__Exercise prompt__: Retype the records that come next, word for word.

__Records to process__:

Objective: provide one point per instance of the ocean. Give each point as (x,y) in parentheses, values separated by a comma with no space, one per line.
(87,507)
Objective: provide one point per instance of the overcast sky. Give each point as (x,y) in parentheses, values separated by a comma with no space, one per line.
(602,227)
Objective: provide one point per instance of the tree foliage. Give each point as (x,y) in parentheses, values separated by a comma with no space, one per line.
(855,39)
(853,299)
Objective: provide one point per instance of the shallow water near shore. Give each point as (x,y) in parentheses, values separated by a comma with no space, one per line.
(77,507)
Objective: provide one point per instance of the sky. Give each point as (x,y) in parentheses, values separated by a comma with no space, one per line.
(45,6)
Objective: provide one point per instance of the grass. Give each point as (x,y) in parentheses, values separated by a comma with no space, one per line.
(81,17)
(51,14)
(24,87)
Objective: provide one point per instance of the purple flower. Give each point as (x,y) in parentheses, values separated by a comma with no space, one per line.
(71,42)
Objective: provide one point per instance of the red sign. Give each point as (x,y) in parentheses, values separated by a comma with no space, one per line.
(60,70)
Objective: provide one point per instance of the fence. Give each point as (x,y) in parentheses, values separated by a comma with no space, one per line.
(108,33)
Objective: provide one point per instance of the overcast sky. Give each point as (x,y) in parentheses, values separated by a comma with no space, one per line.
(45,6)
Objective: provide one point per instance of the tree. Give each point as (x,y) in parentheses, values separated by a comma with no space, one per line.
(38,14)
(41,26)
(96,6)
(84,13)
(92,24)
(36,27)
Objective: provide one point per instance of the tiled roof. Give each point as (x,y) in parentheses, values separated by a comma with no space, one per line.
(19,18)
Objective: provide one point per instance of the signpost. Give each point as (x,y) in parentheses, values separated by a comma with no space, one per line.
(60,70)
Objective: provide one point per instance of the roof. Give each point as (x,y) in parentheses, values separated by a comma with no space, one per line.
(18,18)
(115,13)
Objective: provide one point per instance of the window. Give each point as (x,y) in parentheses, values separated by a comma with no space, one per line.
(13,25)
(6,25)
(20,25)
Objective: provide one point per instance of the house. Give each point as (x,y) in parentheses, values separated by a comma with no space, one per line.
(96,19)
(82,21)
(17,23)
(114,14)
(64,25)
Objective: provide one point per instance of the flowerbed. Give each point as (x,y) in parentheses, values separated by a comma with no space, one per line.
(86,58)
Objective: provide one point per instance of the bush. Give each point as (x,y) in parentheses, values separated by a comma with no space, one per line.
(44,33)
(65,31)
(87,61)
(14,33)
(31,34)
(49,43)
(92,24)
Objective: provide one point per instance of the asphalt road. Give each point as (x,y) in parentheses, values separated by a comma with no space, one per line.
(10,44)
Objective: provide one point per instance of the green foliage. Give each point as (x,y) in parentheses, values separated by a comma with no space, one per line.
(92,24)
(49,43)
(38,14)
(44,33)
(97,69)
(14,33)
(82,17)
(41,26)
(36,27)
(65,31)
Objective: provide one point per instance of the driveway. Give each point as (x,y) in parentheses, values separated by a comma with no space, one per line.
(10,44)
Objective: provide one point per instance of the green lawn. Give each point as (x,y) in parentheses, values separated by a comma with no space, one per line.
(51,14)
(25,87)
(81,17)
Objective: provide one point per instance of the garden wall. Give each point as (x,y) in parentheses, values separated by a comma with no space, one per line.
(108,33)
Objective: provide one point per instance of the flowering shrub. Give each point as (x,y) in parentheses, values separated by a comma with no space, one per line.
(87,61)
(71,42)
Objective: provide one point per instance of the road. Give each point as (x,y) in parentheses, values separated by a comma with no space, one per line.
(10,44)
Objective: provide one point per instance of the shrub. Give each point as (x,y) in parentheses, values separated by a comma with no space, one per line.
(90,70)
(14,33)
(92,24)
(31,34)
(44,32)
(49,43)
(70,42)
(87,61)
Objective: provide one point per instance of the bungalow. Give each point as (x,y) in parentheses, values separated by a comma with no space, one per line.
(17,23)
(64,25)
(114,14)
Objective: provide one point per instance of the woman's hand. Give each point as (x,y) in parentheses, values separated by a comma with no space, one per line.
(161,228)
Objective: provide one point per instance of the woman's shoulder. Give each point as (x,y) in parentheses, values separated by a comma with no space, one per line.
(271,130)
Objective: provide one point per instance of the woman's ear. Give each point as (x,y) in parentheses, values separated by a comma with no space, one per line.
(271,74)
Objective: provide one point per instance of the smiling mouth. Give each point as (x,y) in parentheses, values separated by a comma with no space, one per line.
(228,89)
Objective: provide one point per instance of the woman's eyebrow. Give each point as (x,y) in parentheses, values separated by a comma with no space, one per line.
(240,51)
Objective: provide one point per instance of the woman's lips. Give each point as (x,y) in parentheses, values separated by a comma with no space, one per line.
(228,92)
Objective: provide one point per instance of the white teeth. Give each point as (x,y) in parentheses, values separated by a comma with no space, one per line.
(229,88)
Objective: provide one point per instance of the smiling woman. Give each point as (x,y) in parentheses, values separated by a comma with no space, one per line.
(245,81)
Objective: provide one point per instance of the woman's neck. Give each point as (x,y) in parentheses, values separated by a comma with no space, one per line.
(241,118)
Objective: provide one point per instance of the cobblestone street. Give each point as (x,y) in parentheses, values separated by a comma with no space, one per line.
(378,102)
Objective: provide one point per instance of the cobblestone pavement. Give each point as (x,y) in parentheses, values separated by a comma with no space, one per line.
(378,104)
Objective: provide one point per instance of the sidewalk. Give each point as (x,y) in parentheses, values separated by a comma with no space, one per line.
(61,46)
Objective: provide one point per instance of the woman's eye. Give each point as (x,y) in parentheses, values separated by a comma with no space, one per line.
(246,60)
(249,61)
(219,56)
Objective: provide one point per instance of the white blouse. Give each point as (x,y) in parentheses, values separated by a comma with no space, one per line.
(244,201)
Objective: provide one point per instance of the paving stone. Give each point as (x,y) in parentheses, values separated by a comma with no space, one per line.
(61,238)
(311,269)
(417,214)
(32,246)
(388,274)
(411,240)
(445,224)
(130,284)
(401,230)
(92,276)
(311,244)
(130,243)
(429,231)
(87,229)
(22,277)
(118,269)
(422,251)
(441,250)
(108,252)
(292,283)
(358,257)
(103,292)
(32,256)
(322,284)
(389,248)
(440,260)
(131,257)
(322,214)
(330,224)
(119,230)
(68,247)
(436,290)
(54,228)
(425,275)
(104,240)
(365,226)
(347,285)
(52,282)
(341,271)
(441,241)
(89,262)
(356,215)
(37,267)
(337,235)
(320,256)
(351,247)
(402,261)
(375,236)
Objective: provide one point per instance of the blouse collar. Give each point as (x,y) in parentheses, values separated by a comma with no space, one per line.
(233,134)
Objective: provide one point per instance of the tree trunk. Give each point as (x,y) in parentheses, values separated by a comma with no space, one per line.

__Answer to the exercise__:
Objective: provide one point per instance of the ocean. Give each point as (x,y) in parentheses, values separated by a comma with no space, one per line.
(87,507)
Objective: provide one point per instance of the overcast sky. Give each point as (x,y) in parentheses, values separated by a comma with no space, one per line.
(602,227)
Objective: provide one point per instance of the tree foliage. Give each point as (x,y) in parentheses, values separated by a comma with no space, one per line.
(855,39)
(853,299)
Objective: provide one point per instance of the shallow water near shore. Give each point as (x,y) in parentheses, values separated by a comma with no space, one per line.
(77,507)
Objective: provide one point per instance of the sky. Give each point as (x,y) in parentheses, values separated by a comma with no space, one per line.
(45,6)
Objective: provide one point per instance of the grass. Give each point as (x,y) in parentheses, values separated by a comma with no space, one per line.
(81,17)
(51,14)
(24,87)
Objective: provide one point per instance of the purple flower. Give each point as (x,y) in parentheses, values separated by a comma with no space, one per line.
(71,42)
Objective: provide one point per instance of the red sign. Give each point as (x,y) in parentheses, values separated by a comma with no space, one per line.
(60,70)
Objective: provide one point per instance of the fence. Give each point as (x,y) in parentheses, values separated by a comma with no space, one per line.
(108,33)
Objective: provide one point per instance of the overcast sky. Give each point as (x,y) in parentheses, values separated by a comma with no space, one per line.
(45,6)
Objective: provide one point per instance of the tree. Give each point as (x,y) in parentheses, values separated by a comma with no space, one per line.
(38,14)
(41,26)
(96,6)
(84,13)
(92,24)
(36,27)
Objective: provide one point per instance of the tiled roof. Give each point as (x,y) in parentheses, values separated by a comma with no space, one per line.
(19,18)
Objective: provide one point per instance of the signpost. Give each point as (x,y) in parentheses, values separated by a comma with no space, one per line.
(60,70)
Objective: provide one point per instance of the roof. Give each point as (x,y) in parentheses, values separated by a comma with no space, one per line.
(18,18)
(115,13)
Objective: provide one point per instance of the window. Give each point as (x,y) in parentheses, values separated by a comma with no space, one per line.
(13,25)
(6,25)
(20,25)
Objective: provide one point per instance of the house. Give each point as (x,y) in parentheses, values separated by a comma with no space, one per line.
(96,19)
(82,21)
(17,23)
(114,14)
(64,25)
Objective: provide one point per instance of the flowerbed. Give each point as (x,y) in parentheses, values separated by a comma with no space, one per line.
(86,58)
Objective: provide one point per instance of the bush. Give each point as (x,y) in parentheses, values separated by a comma with no space, one per line.
(44,33)
(65,31)
(87,61)
(14,33)
(31,34)
(49,43)
(92,24)
Objective: provide one point per instance of the asphalt road. Give each point as (x,y) in parentheses, values separated by a comma with no space, one per line.
(10,44)
Objective: provide one point per instance of the green foliage. Give each point as (x,y) in parentheses, values separated by a comma with no space, one per line.
(92,24)
(49,43)
(38,14)
(44,33)
(97,69)
(14,33)
(82,17)
(41,26)
(36,27)
(65,31)
Objective: provide one point per instance of the driveway. Give each point as (x,y) in parentheses, values separated by a comma with no space, one per line.
(10,44)
Objective: provide one point per instance of the green lawn. Give each point as (x,y) in parentheses, values separated by a comma with no space, one per line.
(51,14)
(25,87)
(81,17)
Objective: provide one point per instance of the garden wall. Give each point as (x,y) in parentheses, values separated by a comma with no space, one per line.
(108,33)
Objective: provide one point per instance of the flowering shrub. Give each point as (x,y) in parentheses, values separated by a comma with no space, one per line.
(87,61)
(71,42)
Objective: provide one point per instance of the road. Give each point as (x,y) in parentheses, values separated by a comma with no space, one per line.
(10,44)
Objective: provide one point per instance of the shrub. Give each point as (x,y) in parentheses, values separated by a comma with no space, one per line.
(90,70)
(14,33)
(92,24)
(31,34)
(44,32)
(49,43)
(70,42)
(87,61)
Objective: provide one point per instance of the bungalow. Give each point as (x,y) in parentheses, values separated by a comma with no space, one per line.
(17,23)
(64,25)
(114,14)
Objective: provide one point per instance of the woman's hand. Give each point as (x,y) in parentheses, values separated by a comma with no space, one per line.
(161,228)
Objective: provide one point per instance of the woman's shoulder. Give each point as (x,y) in parentheses, values separated by a comma with no space, one per line.
(271,130)
Objective: provide one point per instance of the woman's ear. Give each point as (x,y) in parentheses, values separated by a comma with no space, one per line.
(271,74)
Objective: provide one point per instance of the smiling mouth. Give each point as (x,y) in parentheses, values separated by a comma with no space, one per line.
(228,89)
Objective: provide one point per instance of the woman's eyebrow. Give each point as (x,y) in parentheses, values separated by a comma with no space, one per line.
(240,51)
Objective: provide one point per instance of the woman's lips. Give each point as (x,y) in parentheses, values separated by a comma with no space, one per line.
(228,92)
Objective: provide one point per instance of the white teeth. Give each point as (x,y) in parentheses, values separated by a comma with no space, one per line.
(229,88)
Objective: provide one point per instance of the smiling woman. Give each point as (x,y) in parentheses, values separated by a comma with no space, one per line.
(245,81)
Objective: provide one point per instance of the woman's neck. Give each point as (x,y) in parentheses, values separated by a comma with no space, one per line.
(241,118)
Objective: provide one point per instance of the cobblestone street. Give each point as (x,y) in parentheses, values separated by a comma with no space, one per line.
(378,102)
Objective: provide one point per instance of the cobblestone pavement. Give each point as (x,y) in parentheses, values separated by a comma with no space, one per line.
(378,104)
Objective: provide one point per instance of the sidewalk. Give each point as (x,y) in parentheses, values separated by a comma with no space, one per line.
(61,46)
Objective: provide one point per instance of the woman's eye. Give each point as (x,y) in parentheses, values separated by a comma with no space, one per line.
(246,60)
(249,61)
(219,56)
Objective: provide one point per instance of the white blouse. Give each point as (x,y) in parentheses, values separated by a comma with no space, one per line.
(244,201)
Objective: provide one point per instance of the paving stone. Give each point as (x,y) in parentheses, values separated by a comma with no space, one per line.
(61,238)
(311,269)
(417,214)
(32,246)
(388,274)
(411,240)
(445,224)
(130,284)
(401,230)
(92,276)
(311,244)
(130,243)
(429,231)
(87,229)
(22,277)
(118,269)
(422,251)
(441,250)
(108,252)
(292,283)
(358,257)
(103,292)
(32,256)
(322,284)
(389,248)
(440,260)
(131,257)
(322,214)
(330,224)
(119,230)
(68,247)
(436,290)
(54,228)
(425,275)
(104,240)
(365,226)
(347,285)
(52,282)
(341,271)
(441,241)
(89,262)
(356,215)
(37,267)
(337,235)
(320,256)
(351,247)
(402,261)
(375,236)
Objective: provide one point per instance of the blouse collar. Give each point as (x,y) in parentheses, values separated by a comma with no space, one per line.
(233,134)
Objective: provide one point per instance of the tree trunk. Give each point as (x,y) in parentheses, values separated by a comma with no space, one per line.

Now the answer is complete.